(begin)

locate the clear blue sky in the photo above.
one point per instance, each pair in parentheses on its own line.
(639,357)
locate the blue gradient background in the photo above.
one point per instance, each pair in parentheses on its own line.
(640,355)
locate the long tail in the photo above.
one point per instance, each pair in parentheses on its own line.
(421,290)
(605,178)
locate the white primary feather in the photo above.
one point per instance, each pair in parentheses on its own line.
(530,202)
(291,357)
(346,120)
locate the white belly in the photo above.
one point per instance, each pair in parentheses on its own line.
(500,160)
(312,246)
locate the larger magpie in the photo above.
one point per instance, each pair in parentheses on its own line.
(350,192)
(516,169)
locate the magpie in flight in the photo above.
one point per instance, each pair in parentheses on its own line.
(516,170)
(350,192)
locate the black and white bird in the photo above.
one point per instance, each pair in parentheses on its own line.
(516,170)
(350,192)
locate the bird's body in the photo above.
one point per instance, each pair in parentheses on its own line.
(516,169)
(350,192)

(end)
(begin)

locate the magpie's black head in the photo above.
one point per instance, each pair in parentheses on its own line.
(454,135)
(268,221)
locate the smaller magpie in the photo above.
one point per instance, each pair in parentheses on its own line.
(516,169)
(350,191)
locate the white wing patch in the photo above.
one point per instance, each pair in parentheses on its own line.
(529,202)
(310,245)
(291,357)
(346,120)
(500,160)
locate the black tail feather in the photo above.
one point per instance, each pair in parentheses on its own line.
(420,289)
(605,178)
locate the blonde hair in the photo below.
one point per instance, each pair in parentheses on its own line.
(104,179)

(end)
(begin)

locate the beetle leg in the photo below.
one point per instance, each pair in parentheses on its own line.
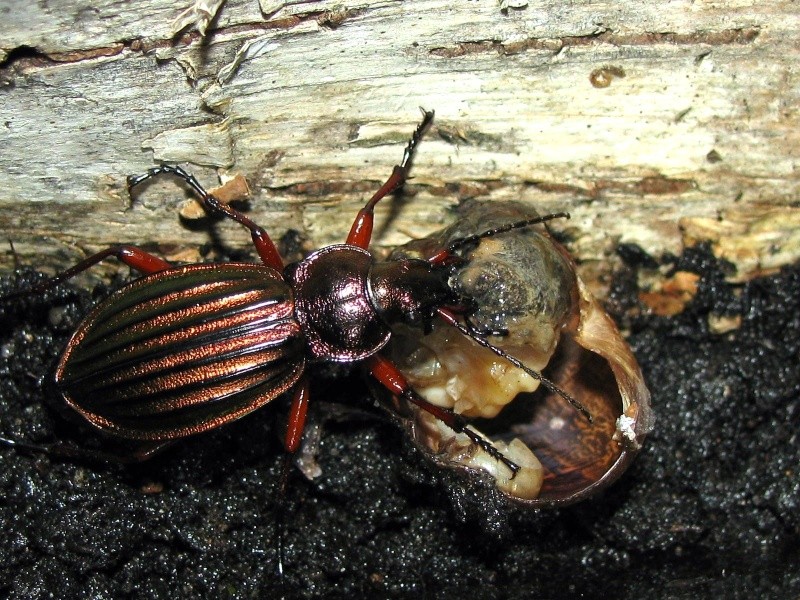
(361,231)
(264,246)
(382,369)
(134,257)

(end)

GOAL: Gather every line of the listing above that contains the word "bird", matching case exactly.

THE OUTPUT:
locate the black and white bird in the photo above.
locate the bird's body in the photo above.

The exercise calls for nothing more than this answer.